# [Aim]
Rewrite the data from its first line through the line containing "449), (296, 404)]", both included, keeping the requests unchanged and scaling every coordinate in the answers by 0.5, rounded to the nearest whole number with halves rounded up.

Annotation records:

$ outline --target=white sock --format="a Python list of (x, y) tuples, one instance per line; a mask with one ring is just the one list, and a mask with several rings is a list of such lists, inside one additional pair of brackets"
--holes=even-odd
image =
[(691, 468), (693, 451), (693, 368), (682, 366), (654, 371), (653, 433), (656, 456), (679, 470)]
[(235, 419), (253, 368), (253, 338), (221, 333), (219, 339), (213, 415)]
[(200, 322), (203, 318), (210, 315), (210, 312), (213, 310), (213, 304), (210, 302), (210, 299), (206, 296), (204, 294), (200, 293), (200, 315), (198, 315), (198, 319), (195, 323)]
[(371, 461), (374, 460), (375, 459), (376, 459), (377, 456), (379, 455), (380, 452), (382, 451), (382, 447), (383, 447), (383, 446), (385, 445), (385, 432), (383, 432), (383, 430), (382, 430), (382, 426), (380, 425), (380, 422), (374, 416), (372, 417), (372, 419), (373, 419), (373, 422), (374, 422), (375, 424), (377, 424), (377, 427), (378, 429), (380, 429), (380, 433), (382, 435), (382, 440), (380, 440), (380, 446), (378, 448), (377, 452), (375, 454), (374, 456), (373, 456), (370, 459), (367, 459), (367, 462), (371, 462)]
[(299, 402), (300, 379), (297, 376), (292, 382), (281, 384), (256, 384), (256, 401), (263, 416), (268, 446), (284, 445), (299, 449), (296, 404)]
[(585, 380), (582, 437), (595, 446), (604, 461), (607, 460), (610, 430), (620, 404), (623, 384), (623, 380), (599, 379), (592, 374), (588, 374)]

# [Solved problem]
$ outline --target=white sock --format="a Python list of (x, y) tuples, one instance per line; a mask with one ring is just the one list, and a mask with several rings is a list of such lists, inside one additional pair of brackets"
--holes=even-odd
image =
[(346, 234), (347, 226), (347, 184), (341, 183), (327, 186), (327, 217), (328, 228), (340, 235)]
[(118, 210), (127, 184), (127, 169), (111, 167), (110, 170), (107, 208)]
[(100, 161), (102, 159), (105, 158), (105, 156), (107, 155), (107, 152), (105, 151), (105, 150), (103, 148), (102, 147), (100, 147), (100, 158), (99, 158), (99, 160), (98, 162)]
[(186, 231), (187, 230), (188, 230), (188, 230), (189, 228), (190, 228), (190, 226), (191, 226), (191, 224), (192, 224), (192, 223), (193, 223), (193, 216), (192, 216), (192, 215), (191, 215), (191, 213), (190, 213), (190, 211), (187, 208), (186, 209), (186, 210), (187, 210), (187, 211), (187, 211), (188, 212), (189, 212), (189, 214), (189, 215), (190, 215), (190, 217), (191, 218), (191, 220), (190, 220), (190, 223), (189, 224), (189, 226), (188, 227), (187, 228), (187, 228), (185, 230), (184, 230), (184, 231), (186, 231)]
[(150, 201), (150, 190), (149, 188), (146, 191), (141, 192), (128, 192), (128, 201), (132, 208), (134, 223), (142, 223), (150, 225), (148, 202)]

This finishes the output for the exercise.